> RECORD SET
-- begin --

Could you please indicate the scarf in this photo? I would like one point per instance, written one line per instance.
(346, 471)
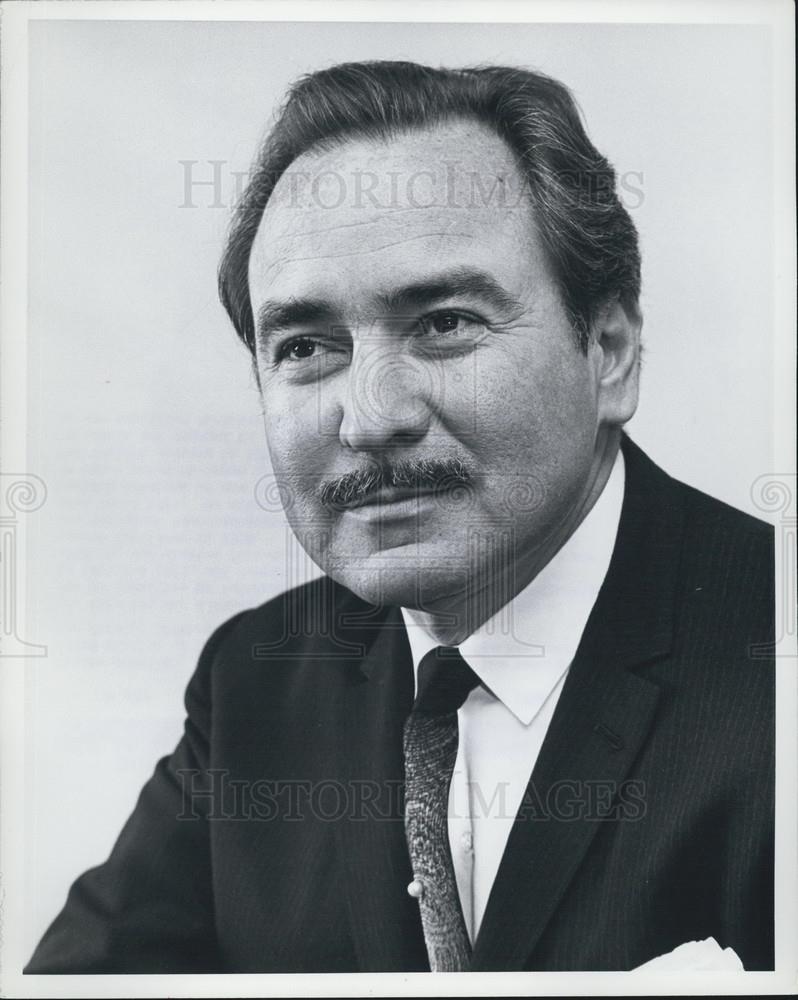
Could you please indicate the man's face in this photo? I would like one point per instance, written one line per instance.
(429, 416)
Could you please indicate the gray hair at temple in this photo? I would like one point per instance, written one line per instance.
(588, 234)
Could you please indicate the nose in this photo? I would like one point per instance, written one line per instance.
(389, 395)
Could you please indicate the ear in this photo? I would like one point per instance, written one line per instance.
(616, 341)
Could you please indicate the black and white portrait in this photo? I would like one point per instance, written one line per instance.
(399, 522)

-- end --

Convert the records into a JSON list of strings, starting at the line containing "Could you please indicate the man's" and running through the last line, with both ends included. Use one string per line and omit any blank lines.

[
  "Could you please indicate the man's face in this photo? I would like one point per instance, written one line per instance.",
  "(429, 416)",
  "Could you please indicate the gray hair at temple in this photo? I would like one point per instance, written one line per instance.",
  "(588, 234)",
  "Could you please indicate the nose in this photo? I would like one point per instance, written one line per instance.",
  "(389, 395)",
  "Could you please indicate the ear in this photo? I would like one point per instance, written one line per instance.",
  "(616, 341)",
  "Could you please indicate the black and white portrait in this photo? I would like one point per instance, written one line per instance.",
  "(399, 522)"
]